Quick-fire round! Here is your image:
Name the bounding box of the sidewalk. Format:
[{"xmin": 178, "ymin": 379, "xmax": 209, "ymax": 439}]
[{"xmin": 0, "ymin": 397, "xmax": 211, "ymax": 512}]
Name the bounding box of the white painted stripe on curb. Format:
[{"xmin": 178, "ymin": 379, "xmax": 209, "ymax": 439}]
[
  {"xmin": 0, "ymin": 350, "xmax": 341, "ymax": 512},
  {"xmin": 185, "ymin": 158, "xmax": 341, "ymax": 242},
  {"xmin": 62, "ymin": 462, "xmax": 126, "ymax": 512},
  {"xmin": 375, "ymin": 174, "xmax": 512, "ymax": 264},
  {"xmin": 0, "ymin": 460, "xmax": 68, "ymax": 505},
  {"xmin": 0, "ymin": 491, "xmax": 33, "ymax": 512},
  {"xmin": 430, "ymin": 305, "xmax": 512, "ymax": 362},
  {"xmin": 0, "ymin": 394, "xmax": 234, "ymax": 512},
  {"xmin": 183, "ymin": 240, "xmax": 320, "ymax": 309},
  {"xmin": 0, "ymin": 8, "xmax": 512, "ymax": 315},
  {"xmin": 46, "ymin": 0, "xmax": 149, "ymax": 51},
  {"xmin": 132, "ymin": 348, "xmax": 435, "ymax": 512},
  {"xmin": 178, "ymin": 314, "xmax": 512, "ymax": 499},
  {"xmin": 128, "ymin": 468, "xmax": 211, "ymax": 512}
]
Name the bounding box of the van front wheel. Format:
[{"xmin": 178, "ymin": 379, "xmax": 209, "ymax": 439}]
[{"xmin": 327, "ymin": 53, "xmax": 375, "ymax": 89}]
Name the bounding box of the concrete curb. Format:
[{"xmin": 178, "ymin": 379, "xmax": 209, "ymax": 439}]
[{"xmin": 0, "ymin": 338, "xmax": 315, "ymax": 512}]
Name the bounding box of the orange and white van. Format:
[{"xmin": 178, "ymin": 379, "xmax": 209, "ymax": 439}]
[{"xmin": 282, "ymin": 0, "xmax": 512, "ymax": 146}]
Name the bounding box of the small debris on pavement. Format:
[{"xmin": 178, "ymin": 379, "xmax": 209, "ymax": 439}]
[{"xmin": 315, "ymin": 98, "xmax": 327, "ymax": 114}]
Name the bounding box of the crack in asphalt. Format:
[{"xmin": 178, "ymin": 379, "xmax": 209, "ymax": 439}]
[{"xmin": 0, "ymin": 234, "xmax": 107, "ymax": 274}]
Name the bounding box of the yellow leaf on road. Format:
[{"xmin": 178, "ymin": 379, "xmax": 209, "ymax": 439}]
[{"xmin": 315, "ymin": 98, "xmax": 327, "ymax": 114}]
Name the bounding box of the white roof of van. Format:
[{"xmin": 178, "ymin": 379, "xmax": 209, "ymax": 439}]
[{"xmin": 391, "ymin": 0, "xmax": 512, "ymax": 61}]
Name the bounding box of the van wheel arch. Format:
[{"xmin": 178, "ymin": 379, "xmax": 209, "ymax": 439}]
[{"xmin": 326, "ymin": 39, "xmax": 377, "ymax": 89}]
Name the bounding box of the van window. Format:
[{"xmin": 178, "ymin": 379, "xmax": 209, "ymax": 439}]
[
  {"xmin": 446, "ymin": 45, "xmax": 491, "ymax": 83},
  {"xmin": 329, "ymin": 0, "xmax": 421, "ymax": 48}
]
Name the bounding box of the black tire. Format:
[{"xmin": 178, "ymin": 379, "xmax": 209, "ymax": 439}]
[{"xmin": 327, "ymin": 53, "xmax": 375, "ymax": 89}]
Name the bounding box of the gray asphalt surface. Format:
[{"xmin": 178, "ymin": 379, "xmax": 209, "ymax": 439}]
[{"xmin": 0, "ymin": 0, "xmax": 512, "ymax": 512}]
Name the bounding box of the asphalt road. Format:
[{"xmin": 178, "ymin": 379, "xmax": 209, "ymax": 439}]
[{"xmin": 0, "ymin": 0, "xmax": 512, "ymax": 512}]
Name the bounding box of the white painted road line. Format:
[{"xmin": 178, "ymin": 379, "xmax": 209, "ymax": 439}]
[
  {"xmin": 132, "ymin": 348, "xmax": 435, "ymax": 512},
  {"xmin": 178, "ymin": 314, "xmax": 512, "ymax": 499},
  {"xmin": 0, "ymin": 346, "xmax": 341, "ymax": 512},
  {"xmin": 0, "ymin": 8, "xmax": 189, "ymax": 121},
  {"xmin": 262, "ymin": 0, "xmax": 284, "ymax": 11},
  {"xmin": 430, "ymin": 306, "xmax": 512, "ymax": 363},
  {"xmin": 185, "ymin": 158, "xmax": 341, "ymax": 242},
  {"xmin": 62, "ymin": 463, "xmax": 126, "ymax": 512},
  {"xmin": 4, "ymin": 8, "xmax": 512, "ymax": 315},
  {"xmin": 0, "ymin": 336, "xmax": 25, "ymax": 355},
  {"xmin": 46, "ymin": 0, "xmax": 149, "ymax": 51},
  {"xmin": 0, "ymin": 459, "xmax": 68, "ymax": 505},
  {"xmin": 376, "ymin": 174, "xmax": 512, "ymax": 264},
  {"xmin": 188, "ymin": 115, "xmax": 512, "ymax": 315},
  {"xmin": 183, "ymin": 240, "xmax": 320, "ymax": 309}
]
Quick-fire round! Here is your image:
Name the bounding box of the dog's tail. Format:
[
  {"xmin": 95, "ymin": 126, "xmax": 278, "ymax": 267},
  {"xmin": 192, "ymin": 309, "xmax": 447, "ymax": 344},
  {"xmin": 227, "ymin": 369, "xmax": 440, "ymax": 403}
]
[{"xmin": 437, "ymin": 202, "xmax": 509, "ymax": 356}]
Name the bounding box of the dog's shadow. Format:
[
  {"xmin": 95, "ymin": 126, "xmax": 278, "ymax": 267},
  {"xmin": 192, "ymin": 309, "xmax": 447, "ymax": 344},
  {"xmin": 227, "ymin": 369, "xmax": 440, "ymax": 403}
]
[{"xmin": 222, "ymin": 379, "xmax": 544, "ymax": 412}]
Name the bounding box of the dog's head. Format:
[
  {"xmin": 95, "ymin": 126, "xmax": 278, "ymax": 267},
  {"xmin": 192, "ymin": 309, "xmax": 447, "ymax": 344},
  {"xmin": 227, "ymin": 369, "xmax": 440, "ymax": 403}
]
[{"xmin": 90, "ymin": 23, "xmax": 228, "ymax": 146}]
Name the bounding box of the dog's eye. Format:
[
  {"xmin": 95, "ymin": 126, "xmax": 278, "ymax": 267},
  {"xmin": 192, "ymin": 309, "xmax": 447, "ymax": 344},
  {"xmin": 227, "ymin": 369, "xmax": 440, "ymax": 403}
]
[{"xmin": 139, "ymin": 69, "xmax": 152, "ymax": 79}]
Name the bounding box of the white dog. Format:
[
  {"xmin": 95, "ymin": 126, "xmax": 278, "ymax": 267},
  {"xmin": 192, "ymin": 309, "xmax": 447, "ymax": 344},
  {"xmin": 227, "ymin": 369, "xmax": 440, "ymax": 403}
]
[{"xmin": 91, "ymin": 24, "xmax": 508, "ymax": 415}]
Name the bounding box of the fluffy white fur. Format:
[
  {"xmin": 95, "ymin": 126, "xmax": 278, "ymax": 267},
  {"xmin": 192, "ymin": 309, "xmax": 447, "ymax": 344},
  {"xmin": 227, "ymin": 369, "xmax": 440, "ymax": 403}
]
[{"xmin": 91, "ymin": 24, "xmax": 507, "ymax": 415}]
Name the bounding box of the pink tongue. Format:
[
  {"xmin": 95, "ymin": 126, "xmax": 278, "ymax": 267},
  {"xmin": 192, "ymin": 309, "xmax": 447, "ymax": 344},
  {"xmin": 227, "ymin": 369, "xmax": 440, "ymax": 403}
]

WHAT YOU SHOULD DO »
All lines from the line containing "Name the bounding box of the dog's shadow." through the end of the listing above are to be duplicated exactly; include both ends and nothing further.

SOLUTION TO THIS PROBLEM »
Name the bounding box of the dog's shadow. Format:
[
  {"xmin": 95, "ymin": 126, "xmax": 278, "ymax": 267},
  {"xmin": 192, "ymin": 309, "xmax": 447, "ymax": 344},
  {"xmin": 227, "ymin": 369, "xmax": 440, "ymax": 403}
]
[{"xmin": 222, "ymin": 379, "xmax": 544, "ymax": 412}]
Name the bounding box of the dog's head. Format:
[
  {"xmin": 95, "ymin": 126, "xmax": 278, "ymax": 267},
  {"xmin": 192, "ymin": 309, "xmax": 447, "ymax": 344},
  {"xmin": 227, "ymin": 369, "xmax": 440, "ymax": 403}
]
[{"xmin": 90, "ymin": 23, "xmax": 228, "ymax": 146}]
Name the bounding box of the dog's eye. Format:
[
  {"xmin": 95, "ymin": 126, "xmax": 278, "ymax": 267},
  {"xmin": 192, "ymin": 309, "xmax": 447, "ymax": 344},
  {"xmin": 227, "ymin": 369, "xmax": 440, "ymax": 403}
]
[{"xmin": 139, "ymin": 69, "xmax": 152, "ymax": 79}]
Name the bounding box of the white dog. Format:
[
  {"xmin": 95, "ymin": 126, "xmax": 278, "ymax": 267},
  {"xmin": 192, "ymin": 309, "xmax": 447, "ymax": 344},
  {"xmin": 227, "ymin": 369, "xmax": 440, "ymax": 403}
]
[{"xmin": 91, "ymin": 24, "xmax": 508, "ymax": 415}]
Name the bounding box of the fluffy white fur. Format:
[
  {"xmin": 95, "ymin": 126, "xmax": 278, "ymax": 267},
  {"xmin": 192, "ymin": 309, "xmax": 447, "ymax": 344},
  {"xmin": 227, "ymin": 369, "xmax": 440, "ymax": 403}
]
[{"xmin": 91, "ymin": 24, "xmax": 507, "ymax": 415}]
Name the bounding box of the pink tongue. Format:
[
  {"xmin": 95, "ymin": 126, "xmax": 278, "ymax": 267},
  {"xmin": 192, "ymin": 309, "xmax": 447, "ymax": 344},
  {"xmin": 227, "ymin": 369, "xmax": 440, "ymax": 403}
]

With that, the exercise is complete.